** BEGIN Page **

Nope, you missed the OTHER thread about those things! Haha  She's 1/4 Arabian and 3/4 draft... we've shown in a wide variety of disciplines, but she is also at times used for work in the mountains (packing and riding). I use her every year for hunting trips. I love her versatility, temperament, toughness, and build... however, I would also appreciate a bit more athletic ability (a more proportionate neck/back would help), and height would be great too as she is only maybe 14.3hh or 15hh at the VERY most. The resulting baby would be used for a variety of things, but I'd love to get more into dressage and jumping. I've planned for years on breeding River, and I think a TB or wamblood influence would be awesome for athleticism, height, etc... while maintaining some of her solidness and *hopefully* temperament. I had been looking for a NICE stud with colour who would compliment her build, but have been having a hard time with that. 


And oh yikes... that is REALLY good to know! Honestly, I really do love the looks of Color Guard as well as everything I've read about him, but I think he's off the list for several different reasons. If I had a lighter mare without River's short neck I'd consider it, but temperament aside I don't think he suits her build as much as some of the other studs.



Inga said:


> Wouldn't it be cool if you could put a picture of your mare in and submit a picture of the stallion and see what your foal would truly look like? Kind of like when you put your picture in and try different hair do's out on the computer. ha ha Sure would save a lot of grief.


Haha that would be pretty amazing!!

I guess in the end I'm HOPING to improve on several thing conformational aspects with River... but even if the foal comes out a short, stocky, bay coloured carbon copy of her, I'd be completely happy. that doesn't mean I can't try though!


----------



## toosexy4myspotz (Oct 7, 2007)

you really need to look at offspring to see what the stud has produced in the past. just because a stud has big headquarters doesn't mean he passes that trait on. some studs are considered "lucky draws" or what they call them here anyway and its a stud from a mare and sire which both have several confirmation flaws and are not desirable to breed but the foal come out stunning.
_Posted via Mobile Device_


----------



## Blingaling (Dec 21, 2012)

QuarterCarolina said:


> How about the Sabino Thoroughbred Stallion Panoramic?
> 
> Heres a link to his page, you can view photos of his foals and himself to give you an idea of what he produces.
> 
> ...


He has been sold overseas. Even if he were available, the same person that has GG had him, and that is a farm to stay far, far, far away from.

** END Page **

* [Parts of the exercise]
**1)** In the horse breeding thread, what mix of breeds is the mare River?
**2)** Continue the horse breeding thread from where it stops.

** BEGIN Supplied data **

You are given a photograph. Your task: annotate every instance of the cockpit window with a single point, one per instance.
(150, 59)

** END Supplied data **

* [Solved tasks]
**1)** She is 1/4 Arabian and 3/4 draft.

**2)**
You mare's neck is too short for Color Guard. MUCH too short. The Sempatico's are very limited in ability and just not that nice. I don't like SOTA for the reasons stated on the other thread. Diamnod Hit, Diamond Stud's sire can throw quite heavy, so not a road I'd go down at all. Nice stallion, but not for your mare. Glorioso Noir might be ok, but I don't love it. Goldmaker would probably be my pick of the boys on your list, but I still don't love him with your mare either. 

Actually, here's an idea, and he has the BEST owner in the business, Escudo II. Smaller, so you won't get a 17h giant, should improve on your mare in the areas she needs help and give you something that will do what you want. Escudo II | Rainbow Equus Meadows


----------



## PintoJumper (Nov 21, 2012)

breed her to the famous showjumping stallion Flexible. He's on the small side. 










Flexible Grand Prix Jumper Stallion Home Page


----------



## paintedpastures (Jun 21, 2011)

Out of the stallions you listed i'd pic Glorioso Noir to compliment your mare best. I like color guard but he is bigger bodied & doesn't have the finer longer neck I don't think that you were wanting to help improve on your mare's.I know in previous thread it was suggested to perhaps looking at arab studs for your mare. Think that is something to explore actually:wink:. Saw this stud & he's a looker,babies look nice too! Chase N It Farm - Rhocky Rhoad Arabian


----------



## equiniphile (Aug 16, 2009)

I think Glorioso would cross well with your mare based on conformation, but his video did nothing to impress me. Goldmaker would cross very well with her as well, in my opinion, and I like him better overall.
_Posted via Mobile Device_


----------



## Oxer (Jul 9, 2010)

I really appreciate the way your mare is built. I think her and a nice warmblood will fetch you a very nice little sport horse. You'll have to let us know how you choose!


----------



## SnowCowgirl (Jun 3, 2010)

Oxer said:


> I really appreciate the way your mare is built. I think her and a nice warmblood will fetch you a very nice little sport horse. You'll have to let us know how you choose!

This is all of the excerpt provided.